▸ Work order
Pick out every line in the data below that holds "head".

▸ Given data
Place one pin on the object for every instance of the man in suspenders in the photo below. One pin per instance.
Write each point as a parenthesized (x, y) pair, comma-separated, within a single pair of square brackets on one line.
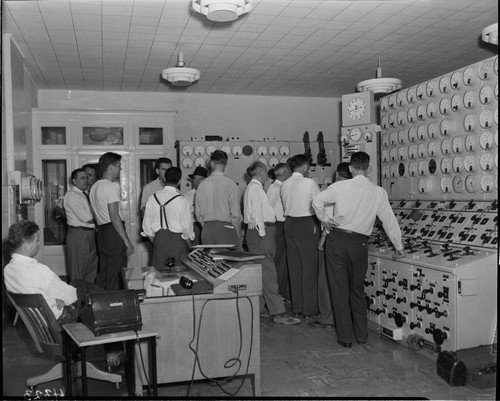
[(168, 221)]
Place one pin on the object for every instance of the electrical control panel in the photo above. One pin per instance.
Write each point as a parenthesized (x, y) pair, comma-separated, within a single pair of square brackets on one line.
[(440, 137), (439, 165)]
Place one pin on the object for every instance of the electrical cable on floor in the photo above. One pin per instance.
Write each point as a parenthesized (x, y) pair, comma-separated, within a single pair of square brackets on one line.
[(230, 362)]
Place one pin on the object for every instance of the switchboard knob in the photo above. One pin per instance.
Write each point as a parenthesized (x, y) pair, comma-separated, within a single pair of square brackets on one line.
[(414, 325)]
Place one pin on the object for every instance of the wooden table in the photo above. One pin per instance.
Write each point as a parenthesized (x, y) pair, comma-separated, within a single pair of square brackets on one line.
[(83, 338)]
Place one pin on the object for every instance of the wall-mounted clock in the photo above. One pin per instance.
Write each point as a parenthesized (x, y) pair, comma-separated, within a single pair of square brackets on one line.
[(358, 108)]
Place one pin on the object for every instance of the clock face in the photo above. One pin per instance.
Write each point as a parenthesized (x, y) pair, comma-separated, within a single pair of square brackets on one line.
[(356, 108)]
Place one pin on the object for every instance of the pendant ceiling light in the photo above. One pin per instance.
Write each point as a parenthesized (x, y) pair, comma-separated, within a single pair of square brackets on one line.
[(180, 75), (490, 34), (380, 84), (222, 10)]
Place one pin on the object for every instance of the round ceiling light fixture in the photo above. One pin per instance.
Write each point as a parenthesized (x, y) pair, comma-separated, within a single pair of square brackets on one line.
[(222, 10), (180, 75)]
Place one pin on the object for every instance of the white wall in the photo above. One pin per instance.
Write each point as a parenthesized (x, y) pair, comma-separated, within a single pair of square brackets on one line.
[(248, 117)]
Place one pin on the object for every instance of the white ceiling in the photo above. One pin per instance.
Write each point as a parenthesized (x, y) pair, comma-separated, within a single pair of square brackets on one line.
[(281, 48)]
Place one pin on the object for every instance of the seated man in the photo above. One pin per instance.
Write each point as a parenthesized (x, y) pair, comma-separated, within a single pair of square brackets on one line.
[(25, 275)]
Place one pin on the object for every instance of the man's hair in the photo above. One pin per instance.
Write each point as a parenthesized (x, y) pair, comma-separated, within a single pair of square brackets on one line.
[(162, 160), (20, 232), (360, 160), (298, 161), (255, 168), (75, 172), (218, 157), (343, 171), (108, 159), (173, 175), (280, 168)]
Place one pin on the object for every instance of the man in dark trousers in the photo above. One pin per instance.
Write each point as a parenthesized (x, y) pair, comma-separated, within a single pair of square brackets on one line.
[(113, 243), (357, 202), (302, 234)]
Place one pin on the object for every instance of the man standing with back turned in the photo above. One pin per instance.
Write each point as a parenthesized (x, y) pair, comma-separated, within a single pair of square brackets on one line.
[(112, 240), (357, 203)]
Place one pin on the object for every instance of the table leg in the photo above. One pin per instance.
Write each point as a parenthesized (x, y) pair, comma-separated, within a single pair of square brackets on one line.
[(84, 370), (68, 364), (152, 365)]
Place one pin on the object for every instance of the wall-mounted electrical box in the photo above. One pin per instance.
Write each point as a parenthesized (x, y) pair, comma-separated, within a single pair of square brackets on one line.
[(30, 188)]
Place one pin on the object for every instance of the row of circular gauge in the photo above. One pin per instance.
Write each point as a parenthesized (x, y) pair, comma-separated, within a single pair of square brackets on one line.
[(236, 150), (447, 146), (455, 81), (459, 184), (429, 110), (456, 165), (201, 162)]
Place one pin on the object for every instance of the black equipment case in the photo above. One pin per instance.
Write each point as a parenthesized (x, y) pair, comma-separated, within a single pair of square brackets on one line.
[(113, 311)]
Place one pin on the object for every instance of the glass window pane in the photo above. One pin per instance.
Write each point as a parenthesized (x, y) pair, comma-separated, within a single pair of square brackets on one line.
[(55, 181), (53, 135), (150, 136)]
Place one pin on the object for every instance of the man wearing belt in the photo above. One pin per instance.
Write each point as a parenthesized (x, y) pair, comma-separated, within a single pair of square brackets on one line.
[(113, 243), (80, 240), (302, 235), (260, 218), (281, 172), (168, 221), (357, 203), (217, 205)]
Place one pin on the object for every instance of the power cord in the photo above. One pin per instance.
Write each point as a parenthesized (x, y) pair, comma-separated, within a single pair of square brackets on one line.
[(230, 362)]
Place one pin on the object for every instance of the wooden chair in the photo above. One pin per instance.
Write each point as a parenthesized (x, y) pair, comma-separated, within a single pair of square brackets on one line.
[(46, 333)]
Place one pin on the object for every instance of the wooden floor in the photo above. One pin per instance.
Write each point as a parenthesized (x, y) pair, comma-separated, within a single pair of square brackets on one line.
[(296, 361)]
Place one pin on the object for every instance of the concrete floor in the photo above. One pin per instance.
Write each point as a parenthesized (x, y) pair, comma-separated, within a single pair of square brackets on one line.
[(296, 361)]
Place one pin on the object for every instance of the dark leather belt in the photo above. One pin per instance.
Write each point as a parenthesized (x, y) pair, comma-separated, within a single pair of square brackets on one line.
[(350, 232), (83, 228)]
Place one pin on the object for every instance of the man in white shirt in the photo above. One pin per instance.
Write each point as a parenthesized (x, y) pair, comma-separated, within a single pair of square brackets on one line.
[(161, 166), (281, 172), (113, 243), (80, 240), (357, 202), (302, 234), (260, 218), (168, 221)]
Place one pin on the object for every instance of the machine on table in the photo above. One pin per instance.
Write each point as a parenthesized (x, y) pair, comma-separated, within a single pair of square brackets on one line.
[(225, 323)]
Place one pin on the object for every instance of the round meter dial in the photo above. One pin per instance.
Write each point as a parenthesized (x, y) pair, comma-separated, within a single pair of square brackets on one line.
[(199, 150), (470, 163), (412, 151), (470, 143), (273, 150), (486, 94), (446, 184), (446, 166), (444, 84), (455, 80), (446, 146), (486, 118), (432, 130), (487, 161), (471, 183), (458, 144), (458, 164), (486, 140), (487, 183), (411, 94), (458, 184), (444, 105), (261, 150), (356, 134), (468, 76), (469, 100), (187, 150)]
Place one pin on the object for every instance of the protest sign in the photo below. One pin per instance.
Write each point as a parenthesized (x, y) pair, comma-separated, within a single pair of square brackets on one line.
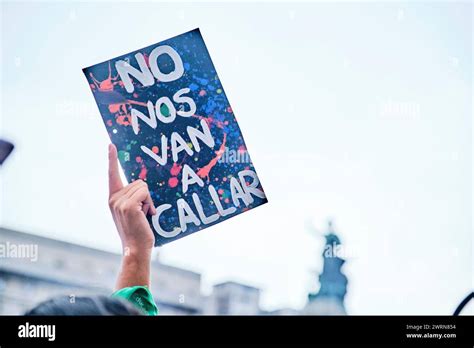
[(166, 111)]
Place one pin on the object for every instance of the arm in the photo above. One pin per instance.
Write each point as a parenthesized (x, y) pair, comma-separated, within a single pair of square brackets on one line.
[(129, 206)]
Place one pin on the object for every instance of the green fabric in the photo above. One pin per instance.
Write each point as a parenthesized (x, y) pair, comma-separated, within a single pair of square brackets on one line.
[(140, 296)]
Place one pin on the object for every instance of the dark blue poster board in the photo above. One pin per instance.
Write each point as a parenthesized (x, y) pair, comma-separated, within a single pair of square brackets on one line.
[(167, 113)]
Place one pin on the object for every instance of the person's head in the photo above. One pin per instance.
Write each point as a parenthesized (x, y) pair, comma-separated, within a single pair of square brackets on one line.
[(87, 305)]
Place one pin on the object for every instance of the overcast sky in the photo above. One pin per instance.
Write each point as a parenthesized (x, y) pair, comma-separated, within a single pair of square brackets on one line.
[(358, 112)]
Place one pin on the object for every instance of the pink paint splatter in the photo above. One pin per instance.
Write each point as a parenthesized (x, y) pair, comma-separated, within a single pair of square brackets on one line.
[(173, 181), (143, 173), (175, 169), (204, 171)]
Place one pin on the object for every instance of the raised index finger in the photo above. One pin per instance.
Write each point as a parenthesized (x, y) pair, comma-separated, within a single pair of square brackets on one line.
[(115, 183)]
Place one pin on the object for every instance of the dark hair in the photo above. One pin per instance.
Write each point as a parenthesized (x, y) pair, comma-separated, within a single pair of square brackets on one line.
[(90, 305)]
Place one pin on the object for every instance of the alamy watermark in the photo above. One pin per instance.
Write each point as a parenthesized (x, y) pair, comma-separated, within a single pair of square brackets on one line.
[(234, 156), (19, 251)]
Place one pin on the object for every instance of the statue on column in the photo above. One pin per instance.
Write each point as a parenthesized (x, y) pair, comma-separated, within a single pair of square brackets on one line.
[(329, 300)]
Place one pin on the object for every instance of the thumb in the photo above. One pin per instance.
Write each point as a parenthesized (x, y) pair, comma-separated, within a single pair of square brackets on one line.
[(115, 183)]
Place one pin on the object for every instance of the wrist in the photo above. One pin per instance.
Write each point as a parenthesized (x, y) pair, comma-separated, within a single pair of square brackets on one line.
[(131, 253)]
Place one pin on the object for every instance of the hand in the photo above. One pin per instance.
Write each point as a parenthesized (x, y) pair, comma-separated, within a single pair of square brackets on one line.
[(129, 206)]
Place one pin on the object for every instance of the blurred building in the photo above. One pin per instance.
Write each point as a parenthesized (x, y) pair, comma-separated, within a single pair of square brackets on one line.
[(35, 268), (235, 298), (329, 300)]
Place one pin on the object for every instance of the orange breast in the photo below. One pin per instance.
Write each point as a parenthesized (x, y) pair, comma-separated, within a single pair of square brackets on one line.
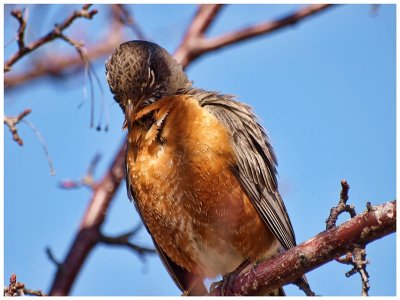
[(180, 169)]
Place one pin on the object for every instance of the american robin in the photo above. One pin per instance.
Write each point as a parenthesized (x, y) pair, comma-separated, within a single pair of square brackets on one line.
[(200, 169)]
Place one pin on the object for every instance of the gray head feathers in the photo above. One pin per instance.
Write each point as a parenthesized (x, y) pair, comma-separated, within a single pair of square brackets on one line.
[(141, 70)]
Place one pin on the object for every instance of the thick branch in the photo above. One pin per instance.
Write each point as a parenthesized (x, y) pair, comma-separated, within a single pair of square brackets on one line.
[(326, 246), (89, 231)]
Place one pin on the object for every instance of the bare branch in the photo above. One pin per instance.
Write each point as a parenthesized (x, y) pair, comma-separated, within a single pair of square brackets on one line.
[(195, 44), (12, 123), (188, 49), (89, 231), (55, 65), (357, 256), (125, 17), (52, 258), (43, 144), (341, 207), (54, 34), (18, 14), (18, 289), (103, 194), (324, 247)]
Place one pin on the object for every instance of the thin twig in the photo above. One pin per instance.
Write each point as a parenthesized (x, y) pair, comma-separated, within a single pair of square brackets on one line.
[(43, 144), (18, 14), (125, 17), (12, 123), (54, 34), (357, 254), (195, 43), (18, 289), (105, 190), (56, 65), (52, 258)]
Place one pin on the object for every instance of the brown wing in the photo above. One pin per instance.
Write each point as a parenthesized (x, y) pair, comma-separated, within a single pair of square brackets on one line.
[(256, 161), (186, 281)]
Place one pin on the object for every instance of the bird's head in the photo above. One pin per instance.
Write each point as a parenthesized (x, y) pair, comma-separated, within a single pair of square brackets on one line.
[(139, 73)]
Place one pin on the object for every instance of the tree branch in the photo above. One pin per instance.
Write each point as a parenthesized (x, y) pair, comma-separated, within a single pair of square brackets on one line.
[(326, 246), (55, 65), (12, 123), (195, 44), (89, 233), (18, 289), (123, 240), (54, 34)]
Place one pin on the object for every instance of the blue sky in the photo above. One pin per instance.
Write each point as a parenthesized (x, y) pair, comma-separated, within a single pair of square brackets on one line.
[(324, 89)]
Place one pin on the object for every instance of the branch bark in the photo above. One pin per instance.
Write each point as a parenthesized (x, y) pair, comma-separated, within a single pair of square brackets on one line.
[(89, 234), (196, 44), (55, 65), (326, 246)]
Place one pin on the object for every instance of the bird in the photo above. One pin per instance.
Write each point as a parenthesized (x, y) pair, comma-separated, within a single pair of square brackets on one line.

▸ Result
Place one pin on the object for every instance of the person's head in the photo above. One pin per instance.
Place one pin on the object for every instance of the gray head feathers in the photo above. One pin per instance.
Place one pin on the object for every instance of the bird's head in the photo above. One pin per instance.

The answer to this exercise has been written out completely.